- Instructions for the task
Copy out every row below word for word, but leave out the pictures.

-- Begin Dataset excerpts --

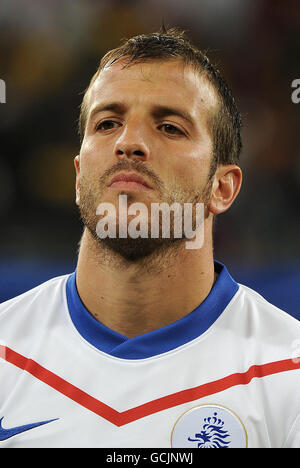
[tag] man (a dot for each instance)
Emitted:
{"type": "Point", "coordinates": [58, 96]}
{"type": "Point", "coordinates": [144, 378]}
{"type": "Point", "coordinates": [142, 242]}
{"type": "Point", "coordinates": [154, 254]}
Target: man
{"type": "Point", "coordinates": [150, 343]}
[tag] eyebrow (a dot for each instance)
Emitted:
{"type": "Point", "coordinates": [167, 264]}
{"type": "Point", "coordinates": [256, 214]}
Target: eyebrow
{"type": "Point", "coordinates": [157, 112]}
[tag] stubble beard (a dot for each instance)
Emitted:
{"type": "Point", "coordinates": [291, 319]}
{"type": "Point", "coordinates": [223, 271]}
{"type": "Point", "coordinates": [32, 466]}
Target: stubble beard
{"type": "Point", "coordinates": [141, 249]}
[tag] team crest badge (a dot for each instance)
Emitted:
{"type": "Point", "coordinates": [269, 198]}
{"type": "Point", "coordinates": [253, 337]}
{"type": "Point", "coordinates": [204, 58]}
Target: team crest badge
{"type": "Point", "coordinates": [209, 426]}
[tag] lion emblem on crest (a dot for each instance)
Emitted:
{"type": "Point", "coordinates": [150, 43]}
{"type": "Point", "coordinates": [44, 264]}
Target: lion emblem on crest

-- End Dataset excerpts --

- Exercise answer
[tag] man (a dot for each instance)
Emitted:
{"type": "Point", "coordinates": [58, 96]}
{"type": "Point", "coordinates": [144, 378]}
{"type": "Point", "coordinates": [142, 242]}
{"type": "Point", "coordinates": [154, 254]}
Target: man
{"type": "Point", "coordinates": [150, 343]}
[tag] eyebrow (a dot for each instance)
Emitted:
{"type": "Point", "coordinates": [167, 264]}
{"type": "Point", "coordinates": [256, 214]}
Target: eyebrow
{"type": "Point", "coordinates": [157, 112]}
[tag] stubble beard (a dot for each instance)
Emitted:
{"type": "Point", "coordinates": [291, 319]}
{"type": "Point", "coordinates": [223, 271]}
{"type": "Point", "coordinates": [32, 466]}
Target: stubble beard
{"type": "Point", "coordinates": [141, 249]}
[tag] team crest badge (a dot for each instance)
Emitted:
{"type": "Point", "coordinates": [269, 198]}
{"type": "Point", "coordinates": [253, 337]}
{"type": "Point", "coordinates": [204, 58]}
Target: team crest badge
{"type": "Point", "coordinates": [209, 426]}
[tag] lion emblem on crest (a dot for each instance)
Emitted:
{"type": "Point", "coordinates": [150, 43]}
{"type": "Point", "coordinates": [44, 264]}
Target: lion emblem on crest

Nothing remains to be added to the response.